- WORK REQUIRED: Write out the part of the material that opens with the line containing "Trace the outline of every instance of the grassy" and closes with the line containing "M 670 434 L", including both of those lines. Leave the pictures out.

- EXCERPTED DATA:

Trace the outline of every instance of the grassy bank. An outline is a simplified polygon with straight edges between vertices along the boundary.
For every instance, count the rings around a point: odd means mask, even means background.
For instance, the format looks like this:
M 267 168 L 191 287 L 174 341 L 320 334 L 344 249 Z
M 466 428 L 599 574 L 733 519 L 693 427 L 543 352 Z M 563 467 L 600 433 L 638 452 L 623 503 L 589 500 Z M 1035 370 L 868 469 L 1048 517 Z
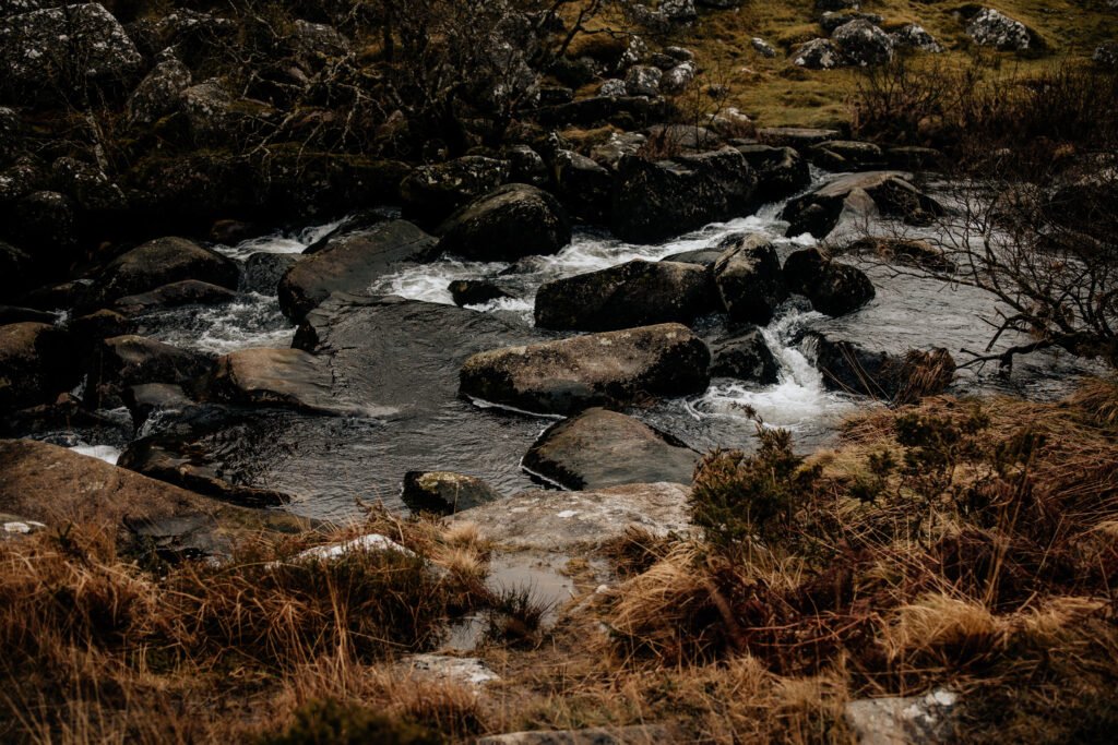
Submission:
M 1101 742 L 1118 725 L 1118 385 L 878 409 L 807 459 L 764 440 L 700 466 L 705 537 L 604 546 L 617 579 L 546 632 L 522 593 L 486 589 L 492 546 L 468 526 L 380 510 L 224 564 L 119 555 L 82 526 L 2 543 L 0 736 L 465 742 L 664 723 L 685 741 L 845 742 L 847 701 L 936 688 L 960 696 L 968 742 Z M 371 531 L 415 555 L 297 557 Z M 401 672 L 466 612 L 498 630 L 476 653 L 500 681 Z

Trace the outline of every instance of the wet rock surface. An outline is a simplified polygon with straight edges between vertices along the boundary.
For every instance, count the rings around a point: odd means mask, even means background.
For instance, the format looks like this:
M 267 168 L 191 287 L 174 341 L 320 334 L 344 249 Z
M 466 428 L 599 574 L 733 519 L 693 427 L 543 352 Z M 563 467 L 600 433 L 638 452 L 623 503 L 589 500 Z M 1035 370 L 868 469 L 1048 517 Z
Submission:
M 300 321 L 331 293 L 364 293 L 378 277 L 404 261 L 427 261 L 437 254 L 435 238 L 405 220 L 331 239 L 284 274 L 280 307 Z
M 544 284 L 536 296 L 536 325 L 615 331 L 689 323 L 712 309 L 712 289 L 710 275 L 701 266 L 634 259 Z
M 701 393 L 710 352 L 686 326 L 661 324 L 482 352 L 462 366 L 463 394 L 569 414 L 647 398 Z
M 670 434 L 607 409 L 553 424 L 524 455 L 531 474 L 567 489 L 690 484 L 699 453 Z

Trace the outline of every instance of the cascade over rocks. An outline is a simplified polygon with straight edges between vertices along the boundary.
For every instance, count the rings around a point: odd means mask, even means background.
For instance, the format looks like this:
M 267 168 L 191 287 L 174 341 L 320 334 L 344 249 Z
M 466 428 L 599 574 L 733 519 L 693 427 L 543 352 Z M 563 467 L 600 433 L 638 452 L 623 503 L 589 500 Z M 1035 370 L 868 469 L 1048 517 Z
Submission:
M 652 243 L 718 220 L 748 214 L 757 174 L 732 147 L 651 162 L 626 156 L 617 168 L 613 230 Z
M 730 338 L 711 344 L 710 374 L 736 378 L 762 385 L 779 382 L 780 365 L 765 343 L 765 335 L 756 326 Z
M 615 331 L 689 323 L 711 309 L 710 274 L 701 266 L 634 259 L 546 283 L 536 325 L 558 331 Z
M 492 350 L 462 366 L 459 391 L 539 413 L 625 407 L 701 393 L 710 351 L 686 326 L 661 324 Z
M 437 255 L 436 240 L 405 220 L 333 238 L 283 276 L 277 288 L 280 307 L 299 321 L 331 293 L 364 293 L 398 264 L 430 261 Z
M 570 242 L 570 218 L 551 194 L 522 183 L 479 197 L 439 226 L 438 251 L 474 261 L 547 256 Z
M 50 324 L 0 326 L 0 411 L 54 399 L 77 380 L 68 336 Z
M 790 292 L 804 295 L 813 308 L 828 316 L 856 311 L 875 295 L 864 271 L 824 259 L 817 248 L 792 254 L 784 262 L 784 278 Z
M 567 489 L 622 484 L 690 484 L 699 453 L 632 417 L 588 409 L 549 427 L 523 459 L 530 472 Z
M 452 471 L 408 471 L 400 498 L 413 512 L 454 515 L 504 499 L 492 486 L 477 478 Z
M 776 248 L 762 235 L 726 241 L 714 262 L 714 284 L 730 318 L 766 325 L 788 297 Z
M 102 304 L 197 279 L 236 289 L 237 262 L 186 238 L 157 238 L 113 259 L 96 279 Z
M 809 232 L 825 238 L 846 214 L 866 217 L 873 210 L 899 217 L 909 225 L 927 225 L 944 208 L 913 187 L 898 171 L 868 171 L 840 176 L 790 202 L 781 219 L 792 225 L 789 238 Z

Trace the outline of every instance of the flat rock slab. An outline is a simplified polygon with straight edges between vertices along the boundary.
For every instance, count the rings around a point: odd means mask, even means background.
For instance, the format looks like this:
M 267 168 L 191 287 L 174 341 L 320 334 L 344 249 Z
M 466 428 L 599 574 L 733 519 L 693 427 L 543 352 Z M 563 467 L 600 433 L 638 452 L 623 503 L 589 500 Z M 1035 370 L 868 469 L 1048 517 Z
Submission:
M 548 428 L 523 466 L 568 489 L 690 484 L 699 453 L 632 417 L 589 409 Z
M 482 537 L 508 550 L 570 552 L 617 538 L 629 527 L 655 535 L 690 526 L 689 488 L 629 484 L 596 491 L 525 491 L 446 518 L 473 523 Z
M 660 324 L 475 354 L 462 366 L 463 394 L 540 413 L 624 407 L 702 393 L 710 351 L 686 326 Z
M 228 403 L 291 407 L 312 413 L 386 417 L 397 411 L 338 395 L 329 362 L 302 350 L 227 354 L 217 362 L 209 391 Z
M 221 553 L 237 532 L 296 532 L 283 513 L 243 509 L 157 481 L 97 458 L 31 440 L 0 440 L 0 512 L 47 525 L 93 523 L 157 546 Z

---

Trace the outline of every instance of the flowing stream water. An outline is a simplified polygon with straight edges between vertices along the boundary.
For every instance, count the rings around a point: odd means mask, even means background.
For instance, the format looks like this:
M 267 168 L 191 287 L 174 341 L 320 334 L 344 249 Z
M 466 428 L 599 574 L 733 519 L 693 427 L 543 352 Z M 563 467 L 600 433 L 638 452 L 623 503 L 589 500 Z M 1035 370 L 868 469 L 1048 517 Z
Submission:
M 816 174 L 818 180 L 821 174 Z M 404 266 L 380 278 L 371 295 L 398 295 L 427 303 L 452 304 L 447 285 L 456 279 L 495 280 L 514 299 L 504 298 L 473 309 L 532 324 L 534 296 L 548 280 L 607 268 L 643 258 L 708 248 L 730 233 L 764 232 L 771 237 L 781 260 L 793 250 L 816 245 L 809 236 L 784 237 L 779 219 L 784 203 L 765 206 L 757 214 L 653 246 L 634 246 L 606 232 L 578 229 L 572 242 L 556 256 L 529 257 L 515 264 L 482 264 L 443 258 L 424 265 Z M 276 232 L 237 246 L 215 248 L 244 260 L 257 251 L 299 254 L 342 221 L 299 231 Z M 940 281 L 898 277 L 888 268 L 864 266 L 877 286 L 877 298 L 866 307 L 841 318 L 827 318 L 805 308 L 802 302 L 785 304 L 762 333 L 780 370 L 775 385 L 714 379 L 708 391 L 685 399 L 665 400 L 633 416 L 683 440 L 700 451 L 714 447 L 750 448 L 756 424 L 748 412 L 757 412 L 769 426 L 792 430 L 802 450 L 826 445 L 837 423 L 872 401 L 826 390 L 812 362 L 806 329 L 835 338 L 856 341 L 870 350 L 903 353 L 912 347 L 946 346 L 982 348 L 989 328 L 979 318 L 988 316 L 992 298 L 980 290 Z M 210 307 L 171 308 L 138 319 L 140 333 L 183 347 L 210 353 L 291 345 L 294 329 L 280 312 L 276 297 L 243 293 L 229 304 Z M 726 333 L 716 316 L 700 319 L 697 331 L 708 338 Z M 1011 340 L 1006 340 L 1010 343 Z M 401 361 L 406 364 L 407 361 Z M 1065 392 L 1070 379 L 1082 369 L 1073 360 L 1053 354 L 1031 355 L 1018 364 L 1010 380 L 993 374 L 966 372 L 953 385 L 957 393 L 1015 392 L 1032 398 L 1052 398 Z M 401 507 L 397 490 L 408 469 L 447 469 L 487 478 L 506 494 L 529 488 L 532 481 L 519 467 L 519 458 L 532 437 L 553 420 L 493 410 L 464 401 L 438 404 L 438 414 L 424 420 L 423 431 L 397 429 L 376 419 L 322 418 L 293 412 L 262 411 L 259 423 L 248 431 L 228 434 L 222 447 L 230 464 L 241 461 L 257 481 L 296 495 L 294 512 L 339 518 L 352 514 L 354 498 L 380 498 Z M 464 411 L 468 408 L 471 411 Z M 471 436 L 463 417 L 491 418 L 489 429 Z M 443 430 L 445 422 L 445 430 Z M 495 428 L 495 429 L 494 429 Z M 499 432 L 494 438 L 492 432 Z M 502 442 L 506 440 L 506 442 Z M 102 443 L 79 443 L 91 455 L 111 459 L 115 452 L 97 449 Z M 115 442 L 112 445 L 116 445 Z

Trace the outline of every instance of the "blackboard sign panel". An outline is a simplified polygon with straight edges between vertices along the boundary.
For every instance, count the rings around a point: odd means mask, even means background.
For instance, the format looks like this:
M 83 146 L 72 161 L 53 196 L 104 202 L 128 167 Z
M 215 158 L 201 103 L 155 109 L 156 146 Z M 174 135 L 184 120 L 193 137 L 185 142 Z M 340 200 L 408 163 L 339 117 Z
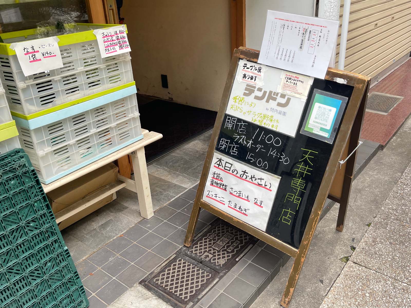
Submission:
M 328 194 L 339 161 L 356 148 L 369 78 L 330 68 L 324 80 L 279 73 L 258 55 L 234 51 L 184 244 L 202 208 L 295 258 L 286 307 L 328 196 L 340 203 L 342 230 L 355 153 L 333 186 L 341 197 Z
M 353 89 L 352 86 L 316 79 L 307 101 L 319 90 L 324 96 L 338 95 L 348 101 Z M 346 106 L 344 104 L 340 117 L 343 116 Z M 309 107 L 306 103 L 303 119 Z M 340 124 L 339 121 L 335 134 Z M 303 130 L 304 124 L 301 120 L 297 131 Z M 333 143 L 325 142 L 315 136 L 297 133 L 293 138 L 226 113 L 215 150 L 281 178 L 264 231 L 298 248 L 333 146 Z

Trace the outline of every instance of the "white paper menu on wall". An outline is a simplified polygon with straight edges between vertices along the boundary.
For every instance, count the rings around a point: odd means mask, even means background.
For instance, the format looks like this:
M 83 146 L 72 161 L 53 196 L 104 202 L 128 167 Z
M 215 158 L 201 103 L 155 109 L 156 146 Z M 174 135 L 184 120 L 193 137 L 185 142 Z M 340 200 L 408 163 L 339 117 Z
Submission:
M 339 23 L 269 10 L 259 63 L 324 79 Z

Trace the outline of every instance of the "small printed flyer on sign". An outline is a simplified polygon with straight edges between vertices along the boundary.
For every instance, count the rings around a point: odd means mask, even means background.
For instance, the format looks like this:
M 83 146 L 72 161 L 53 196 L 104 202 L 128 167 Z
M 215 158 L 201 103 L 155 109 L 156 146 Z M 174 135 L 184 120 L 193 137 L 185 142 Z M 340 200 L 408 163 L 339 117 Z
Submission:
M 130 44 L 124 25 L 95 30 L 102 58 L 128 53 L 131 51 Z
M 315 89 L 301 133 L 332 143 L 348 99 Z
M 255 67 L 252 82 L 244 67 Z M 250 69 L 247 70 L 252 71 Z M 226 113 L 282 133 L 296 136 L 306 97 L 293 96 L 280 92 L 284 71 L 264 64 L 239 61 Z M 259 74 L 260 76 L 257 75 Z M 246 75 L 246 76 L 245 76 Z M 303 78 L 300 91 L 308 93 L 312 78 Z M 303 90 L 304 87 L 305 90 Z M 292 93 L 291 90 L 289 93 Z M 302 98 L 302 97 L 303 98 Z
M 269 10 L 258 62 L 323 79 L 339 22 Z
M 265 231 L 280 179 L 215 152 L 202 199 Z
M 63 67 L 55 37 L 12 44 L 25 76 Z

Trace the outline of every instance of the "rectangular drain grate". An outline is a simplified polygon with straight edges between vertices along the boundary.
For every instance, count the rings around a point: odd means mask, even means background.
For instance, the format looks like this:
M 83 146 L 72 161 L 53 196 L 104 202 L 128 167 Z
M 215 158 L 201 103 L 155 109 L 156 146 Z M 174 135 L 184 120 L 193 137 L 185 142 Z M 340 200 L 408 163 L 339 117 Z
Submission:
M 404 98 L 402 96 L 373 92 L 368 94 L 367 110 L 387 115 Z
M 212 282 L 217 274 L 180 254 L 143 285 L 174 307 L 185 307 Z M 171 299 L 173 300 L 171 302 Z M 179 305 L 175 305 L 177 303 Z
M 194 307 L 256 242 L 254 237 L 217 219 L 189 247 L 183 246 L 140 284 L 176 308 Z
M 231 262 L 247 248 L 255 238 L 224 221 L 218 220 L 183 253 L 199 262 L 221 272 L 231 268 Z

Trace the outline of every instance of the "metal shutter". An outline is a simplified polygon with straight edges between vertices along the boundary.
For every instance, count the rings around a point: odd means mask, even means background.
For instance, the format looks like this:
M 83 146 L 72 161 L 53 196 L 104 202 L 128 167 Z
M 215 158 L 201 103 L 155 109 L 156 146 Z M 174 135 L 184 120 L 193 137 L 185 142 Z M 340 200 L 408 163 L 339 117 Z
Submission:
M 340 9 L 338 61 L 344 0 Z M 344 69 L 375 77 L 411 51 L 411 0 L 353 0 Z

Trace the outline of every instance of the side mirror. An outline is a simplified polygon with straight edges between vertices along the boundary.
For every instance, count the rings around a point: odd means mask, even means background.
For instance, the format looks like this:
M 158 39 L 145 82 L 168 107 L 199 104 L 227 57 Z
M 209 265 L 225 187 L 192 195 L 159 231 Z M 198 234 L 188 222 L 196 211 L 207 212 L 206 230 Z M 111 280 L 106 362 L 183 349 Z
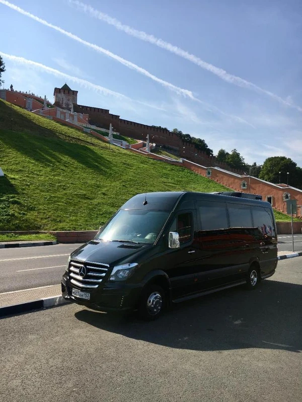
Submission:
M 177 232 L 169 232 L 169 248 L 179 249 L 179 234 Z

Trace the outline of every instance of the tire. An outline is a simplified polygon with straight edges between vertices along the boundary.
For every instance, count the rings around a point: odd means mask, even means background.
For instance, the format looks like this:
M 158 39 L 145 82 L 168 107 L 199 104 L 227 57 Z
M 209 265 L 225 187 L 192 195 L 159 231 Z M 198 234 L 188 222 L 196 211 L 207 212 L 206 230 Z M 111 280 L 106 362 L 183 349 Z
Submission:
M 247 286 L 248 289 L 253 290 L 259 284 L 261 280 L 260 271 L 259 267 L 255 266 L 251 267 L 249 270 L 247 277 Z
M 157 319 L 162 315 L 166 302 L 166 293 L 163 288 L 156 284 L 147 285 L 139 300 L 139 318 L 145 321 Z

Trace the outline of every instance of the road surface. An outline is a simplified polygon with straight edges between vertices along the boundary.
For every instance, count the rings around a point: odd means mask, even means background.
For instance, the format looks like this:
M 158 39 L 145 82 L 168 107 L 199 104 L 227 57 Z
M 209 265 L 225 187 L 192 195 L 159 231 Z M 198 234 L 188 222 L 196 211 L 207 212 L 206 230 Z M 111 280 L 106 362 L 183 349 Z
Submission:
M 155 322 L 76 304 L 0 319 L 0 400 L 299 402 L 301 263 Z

- SOLVED PROBLEM:
Trace the outline of every instance of the grassy bank. An outline is a simplified polygon with straight edges between vertices along the boundary.
For every instance, count the rings around a point: odd means mask, even means background.
For instance, the format looks like this:
M 267 168 L 191 287 L 174 341 L 320 334 L 344 249 Z
M 466 428 L 599 574 L 733 519 L 693 427 L 543 352 Z M 563 467 L 600 433 L 638 452 L 623 503 L 589 500 Z M 1035 370 L 868 469 L 1048 517 Z
Submission:
M 1101 742 L 1118 725 L 1118 385 L 878 409 L 807 459 L 764 440 L 700 466 L 705 537 L 604 546 L 617 579 L 546 632 L 522 593 L 486 589 L 492 546 L 468 526 L 380 510 L 224 564 L 119 555 L 82 526 L 2 543 L 0 736 L 465 742 L 664 723 L 685 741 L 845 742 L 847 701 L 936 688 L 960 696 L 968 742 Z M 371 531 L 415 555 L 297 557 Z M 401 672 L 466 612 L 498 630 L 476 653 L 500 681 Z

Trace the outline of every instance of the wet rock surface. An outline is a simplified polygon with straight edges between vertices along the boundary.
For every instance, count the rings around a point: odd means mask, even means background.
For instance, the format looks like this:
M 267 168 L 191 287 L 174 341 L 320 334 L 344 249 Z
M 466 428 L 599 574 L 733 519 L 693 427 L 543 352 Z M 563 467 L 600 433 L 638 452 L 623 503 L 589 500 Z M 1035 370 L 868 469 L 1048 517 Z
Submission:
M 300 321 L 331 293 L 364 293 L 378 277 L 404 261 L 427 261 L 437 254 L 435 238 L 405 220 L 331 239 L 284 274 L 280 307 Z
M 544 284 L 536 296 L 536 325 L 615 331 L 689 323 L 712 309 L 712 289 L 710 275 L 701 266 L 634 259 Z
M 701 393 L 710 352 L 686 326 L 661 324 L 482 352 L 462 366 L 463 394 L 569 414 L 647 398 Z
M 670 434 L 607 409 L 553 424 L 524 455 L 531 474 L 567 489 L 690 484 L 699 453 Z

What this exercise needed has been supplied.